[Start Document]
Short hose left, Long Hose right, don't see any reason to do it differently.

2. Second stage hose adapters - do you use an adapter on your second stage hoses, such as a 70 degree angle adapter, a 90 degree angle adapter, or a 360 degree swivel adapter? If so, do you use them on both, or only one hose?

90 degree fixed elbow on my short hose, none on my long hose.

3. Cylinder attachment methods – do you use a standard deco / stage bottle rigging kit, or something else? If something else, what do you use for the top at bottom attachment points? Do you use a fixed bottom attachment (e.g. a metal hose clamp), or do you use a cam band?

Jubilee bands at the bottom with a large bolt snap for huge hands + gloves, 1 piece continuous bungee for the top.

4. Cylinder valve position – do you position the aperture (opening) of your valves so that they face into your body? Away from your body? At a 90 degree angle to your body (e.g. facing in, toward the opposing cylinder valve opening)?

Valves in at all times.
 
1. 7 foot hose primary 2nd stage on right cylinder. 26 inch hose on backup with necklace on left cylinder. Primary has bolt snap. Considered using 7 foot hoses on both second stages for air sharing purposes, but decided always to donate the primary second, whether in mouth or clipped to shoulder D-ring.

2. Both second stages have 90 degree angle adaptors.

3. Standard cam bands and X-large bolt snaps that came with SMS 50 rig. Use thick bungee cords to attach bolt snaps.

4. Cylinder values face toward body, i.e., each other. With bungee wrapped, angle shifts slightly. Prefer 1st stage reg with 5'th port on long hose primary stage which aids in hose routing (MK25 in warmer waters, HOG D1 w/ env. kit in colder waters). Both are turret which I find helps with hose routing. My primary on the left cylinder is a Hollis DC3 which works fine w/o 7 foot hose.

5. SPGs on 6 in hoses facing downward.
 
FYI MK25, at least the latest version works great in cold water as well. I have done several ice dives with mk25/G250v and mk25/G260 wit no issues of freezing whatsoever.
[End Document]
[Start Records provided]
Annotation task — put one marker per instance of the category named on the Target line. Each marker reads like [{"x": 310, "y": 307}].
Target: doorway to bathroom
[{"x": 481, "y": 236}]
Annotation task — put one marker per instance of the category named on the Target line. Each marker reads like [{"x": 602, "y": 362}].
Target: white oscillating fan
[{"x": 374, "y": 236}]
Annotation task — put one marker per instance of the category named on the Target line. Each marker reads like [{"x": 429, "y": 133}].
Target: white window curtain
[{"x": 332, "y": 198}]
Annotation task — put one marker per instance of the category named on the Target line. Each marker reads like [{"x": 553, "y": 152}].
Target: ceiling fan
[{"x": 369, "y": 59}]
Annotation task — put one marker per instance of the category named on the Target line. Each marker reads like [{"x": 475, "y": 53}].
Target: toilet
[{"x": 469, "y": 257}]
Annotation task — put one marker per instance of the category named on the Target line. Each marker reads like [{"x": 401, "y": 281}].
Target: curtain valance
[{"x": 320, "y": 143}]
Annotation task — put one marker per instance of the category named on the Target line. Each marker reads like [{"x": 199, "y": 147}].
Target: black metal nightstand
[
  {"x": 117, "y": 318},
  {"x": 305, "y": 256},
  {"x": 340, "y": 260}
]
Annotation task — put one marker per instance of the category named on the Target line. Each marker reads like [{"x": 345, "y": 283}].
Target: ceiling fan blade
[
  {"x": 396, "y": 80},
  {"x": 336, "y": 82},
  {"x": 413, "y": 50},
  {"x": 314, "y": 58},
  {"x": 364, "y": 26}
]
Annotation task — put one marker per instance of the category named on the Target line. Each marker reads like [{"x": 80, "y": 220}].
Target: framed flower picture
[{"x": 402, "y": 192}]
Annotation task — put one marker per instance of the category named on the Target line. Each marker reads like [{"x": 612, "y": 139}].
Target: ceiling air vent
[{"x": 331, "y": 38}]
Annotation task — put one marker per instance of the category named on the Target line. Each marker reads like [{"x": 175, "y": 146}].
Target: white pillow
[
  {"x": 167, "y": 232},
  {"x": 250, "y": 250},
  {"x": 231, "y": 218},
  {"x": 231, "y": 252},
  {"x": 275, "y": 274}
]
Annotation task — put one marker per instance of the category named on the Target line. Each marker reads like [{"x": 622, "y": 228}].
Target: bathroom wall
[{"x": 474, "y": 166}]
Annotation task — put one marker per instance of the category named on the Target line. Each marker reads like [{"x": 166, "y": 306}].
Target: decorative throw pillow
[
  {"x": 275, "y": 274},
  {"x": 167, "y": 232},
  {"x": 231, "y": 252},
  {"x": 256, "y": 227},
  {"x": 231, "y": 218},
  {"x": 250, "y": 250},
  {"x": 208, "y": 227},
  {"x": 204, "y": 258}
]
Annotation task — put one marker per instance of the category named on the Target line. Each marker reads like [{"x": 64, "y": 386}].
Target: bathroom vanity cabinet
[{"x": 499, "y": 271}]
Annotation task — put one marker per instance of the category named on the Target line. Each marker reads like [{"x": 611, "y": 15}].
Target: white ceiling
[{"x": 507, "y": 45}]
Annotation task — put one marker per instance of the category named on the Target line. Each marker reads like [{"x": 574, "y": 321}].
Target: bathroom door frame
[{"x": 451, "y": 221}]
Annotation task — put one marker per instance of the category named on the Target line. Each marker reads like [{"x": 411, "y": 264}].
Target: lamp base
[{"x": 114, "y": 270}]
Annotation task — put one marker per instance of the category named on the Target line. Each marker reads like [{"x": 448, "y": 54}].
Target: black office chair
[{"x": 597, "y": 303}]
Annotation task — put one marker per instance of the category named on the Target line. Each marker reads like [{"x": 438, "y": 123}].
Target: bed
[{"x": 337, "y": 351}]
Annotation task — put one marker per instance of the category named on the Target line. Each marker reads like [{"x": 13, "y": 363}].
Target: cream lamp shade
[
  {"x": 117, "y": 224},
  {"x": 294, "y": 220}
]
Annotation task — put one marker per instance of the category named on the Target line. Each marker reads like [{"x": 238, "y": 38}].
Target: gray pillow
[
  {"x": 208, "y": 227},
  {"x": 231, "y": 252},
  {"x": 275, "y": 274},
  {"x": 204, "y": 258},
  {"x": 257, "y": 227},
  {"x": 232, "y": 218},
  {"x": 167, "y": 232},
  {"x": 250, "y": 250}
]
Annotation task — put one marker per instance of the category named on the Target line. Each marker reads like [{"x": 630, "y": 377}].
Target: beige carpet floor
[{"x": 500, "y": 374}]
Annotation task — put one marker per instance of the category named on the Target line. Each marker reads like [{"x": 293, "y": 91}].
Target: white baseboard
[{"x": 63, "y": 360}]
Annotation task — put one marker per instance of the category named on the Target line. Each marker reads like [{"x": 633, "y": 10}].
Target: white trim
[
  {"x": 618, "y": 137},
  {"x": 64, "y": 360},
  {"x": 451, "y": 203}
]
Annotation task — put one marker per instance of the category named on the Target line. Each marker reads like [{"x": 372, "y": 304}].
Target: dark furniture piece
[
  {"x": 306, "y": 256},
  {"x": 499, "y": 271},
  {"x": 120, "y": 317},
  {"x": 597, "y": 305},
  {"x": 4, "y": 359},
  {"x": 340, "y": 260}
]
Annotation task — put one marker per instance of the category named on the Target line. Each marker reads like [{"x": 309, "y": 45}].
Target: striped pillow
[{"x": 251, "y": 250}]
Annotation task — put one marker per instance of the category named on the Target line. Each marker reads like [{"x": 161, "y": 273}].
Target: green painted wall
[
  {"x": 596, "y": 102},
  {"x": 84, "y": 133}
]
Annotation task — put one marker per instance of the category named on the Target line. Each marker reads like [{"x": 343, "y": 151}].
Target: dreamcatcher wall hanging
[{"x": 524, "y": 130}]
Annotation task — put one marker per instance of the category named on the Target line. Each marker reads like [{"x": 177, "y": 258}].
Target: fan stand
[End Records provided]
**Work required:** Resume the discussion of cylinder rigging and regulator setup from its final sentence. The data stand as separate material, apart from the text on cylinder rigging.

**Final result:**
- Mikko Laakkonen -

I love diving and teaching others to dive.
 
Newb question on hose lengths.....just started sm course. I have, at this point, elected to go with both hoses long, tucked into tank bands, routed direct (rt reg clipped to left d ring when not in use, left to rt other side, break away bolt snaps) nothing wrapped behind my head, excess is in the tank bands unless needed.

Instructor is a cave guy, his method makes sense to me....no having to switch or even have to think which to donate, have a freaked ooa diver grab the wrong reg or worse, yank the one routed behind my head and pull me silly.

Constructive thoughts on downsides? If you have a safe option of not having hoses routed behind your head and not having to risk a grab at your short reg hose...why would you?
 
Newb question on hose lengths.....just started sm course. I have, at this point, elected to go with both hoses long, tucked into tank bands, routed direct (rt reg clipped to left d ring when not in use, left to rt other side, break away bolt snaps) nothing wrapped behind my head, excess is in the tank bands unless needed.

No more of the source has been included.